= EXERCISE DATA =
+-------+
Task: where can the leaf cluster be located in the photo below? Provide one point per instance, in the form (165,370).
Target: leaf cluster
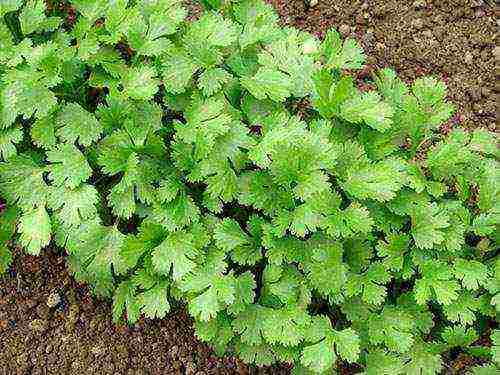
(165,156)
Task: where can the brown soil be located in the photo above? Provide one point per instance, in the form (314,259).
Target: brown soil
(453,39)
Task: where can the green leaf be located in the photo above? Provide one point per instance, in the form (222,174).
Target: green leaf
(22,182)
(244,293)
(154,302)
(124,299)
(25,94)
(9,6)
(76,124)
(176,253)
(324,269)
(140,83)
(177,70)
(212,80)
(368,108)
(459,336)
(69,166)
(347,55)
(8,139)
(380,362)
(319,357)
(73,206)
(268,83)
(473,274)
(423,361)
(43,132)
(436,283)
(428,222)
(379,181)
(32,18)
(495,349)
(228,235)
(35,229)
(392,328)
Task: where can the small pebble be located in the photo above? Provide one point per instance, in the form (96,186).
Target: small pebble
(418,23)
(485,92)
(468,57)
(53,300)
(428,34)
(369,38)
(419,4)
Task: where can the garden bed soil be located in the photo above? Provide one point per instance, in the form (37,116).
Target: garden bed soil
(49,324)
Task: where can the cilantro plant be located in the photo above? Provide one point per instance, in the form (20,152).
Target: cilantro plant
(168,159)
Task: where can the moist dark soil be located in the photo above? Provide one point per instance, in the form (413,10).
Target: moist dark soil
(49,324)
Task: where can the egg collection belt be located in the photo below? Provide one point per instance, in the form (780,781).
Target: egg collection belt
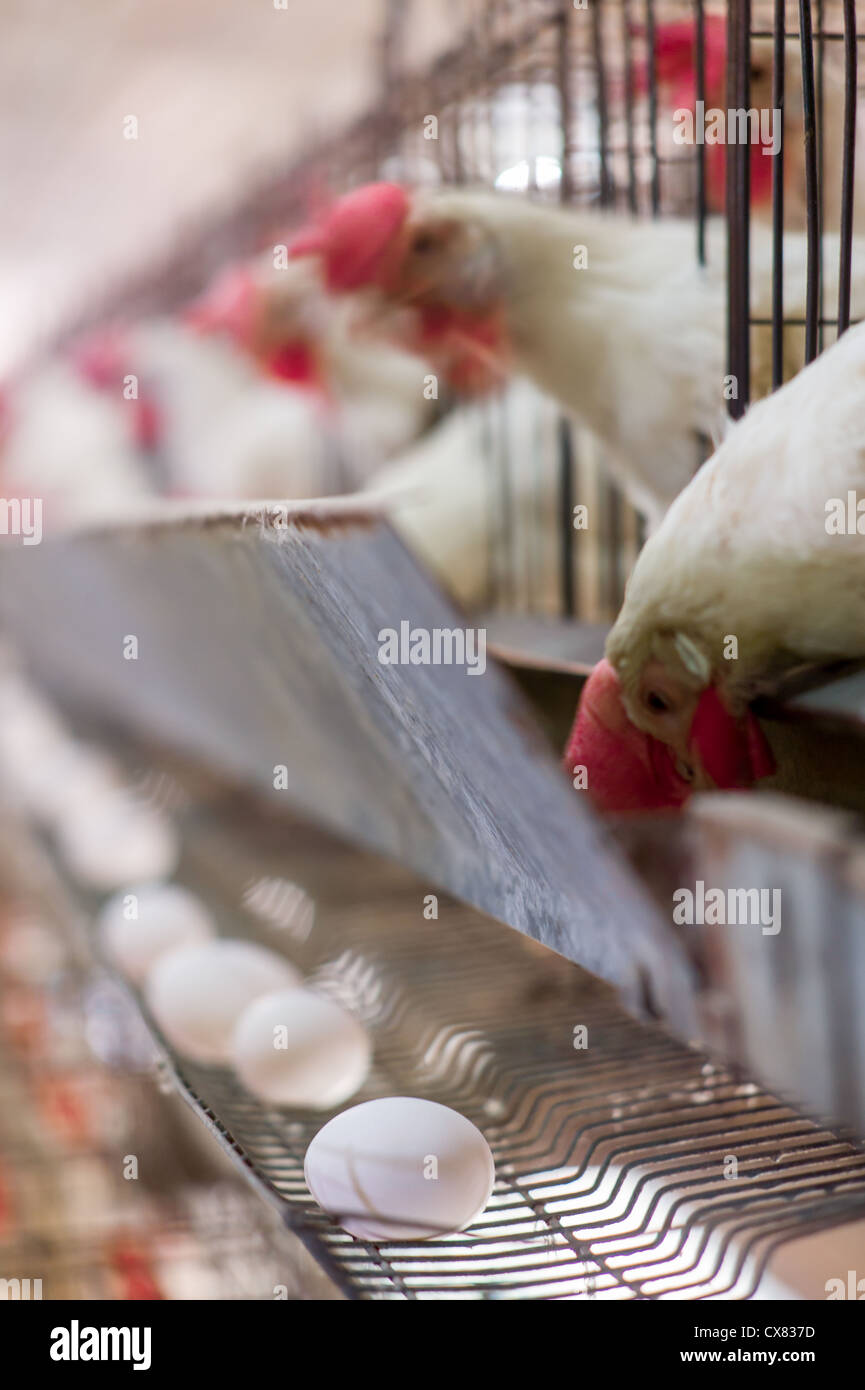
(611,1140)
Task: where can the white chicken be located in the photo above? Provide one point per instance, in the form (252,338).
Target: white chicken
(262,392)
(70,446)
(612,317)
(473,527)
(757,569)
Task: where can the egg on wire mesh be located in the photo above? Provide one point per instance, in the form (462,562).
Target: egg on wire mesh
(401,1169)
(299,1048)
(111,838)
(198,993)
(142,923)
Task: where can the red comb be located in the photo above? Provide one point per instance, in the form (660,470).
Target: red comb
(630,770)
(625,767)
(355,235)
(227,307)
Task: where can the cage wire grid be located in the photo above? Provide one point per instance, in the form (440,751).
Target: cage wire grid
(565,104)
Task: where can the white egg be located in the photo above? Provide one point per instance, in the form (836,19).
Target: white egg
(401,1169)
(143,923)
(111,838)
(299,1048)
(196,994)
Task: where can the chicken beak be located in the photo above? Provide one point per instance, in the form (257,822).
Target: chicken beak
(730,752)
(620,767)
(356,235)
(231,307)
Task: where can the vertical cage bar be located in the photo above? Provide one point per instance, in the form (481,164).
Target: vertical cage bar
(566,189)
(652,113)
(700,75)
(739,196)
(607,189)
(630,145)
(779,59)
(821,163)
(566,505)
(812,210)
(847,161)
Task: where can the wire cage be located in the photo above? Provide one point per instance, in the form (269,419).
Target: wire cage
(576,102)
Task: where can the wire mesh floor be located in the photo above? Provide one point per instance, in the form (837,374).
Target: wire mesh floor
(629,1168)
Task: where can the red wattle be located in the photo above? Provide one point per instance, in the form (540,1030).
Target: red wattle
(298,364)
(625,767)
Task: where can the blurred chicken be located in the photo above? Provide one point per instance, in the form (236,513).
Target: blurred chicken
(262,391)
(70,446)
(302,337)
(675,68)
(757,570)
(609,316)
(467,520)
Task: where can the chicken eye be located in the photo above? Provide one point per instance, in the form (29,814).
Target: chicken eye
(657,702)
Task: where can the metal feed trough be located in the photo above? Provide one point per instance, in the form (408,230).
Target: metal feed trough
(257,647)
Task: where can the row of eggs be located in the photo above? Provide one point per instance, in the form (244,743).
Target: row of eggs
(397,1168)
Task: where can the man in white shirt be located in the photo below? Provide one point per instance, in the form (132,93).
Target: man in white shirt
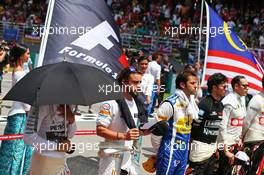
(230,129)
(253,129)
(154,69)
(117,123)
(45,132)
+-------+
= WHAT TO PRODUCE =
Count the lines above with the string "below"; report only that figure.

= RESPONSE BOX =
3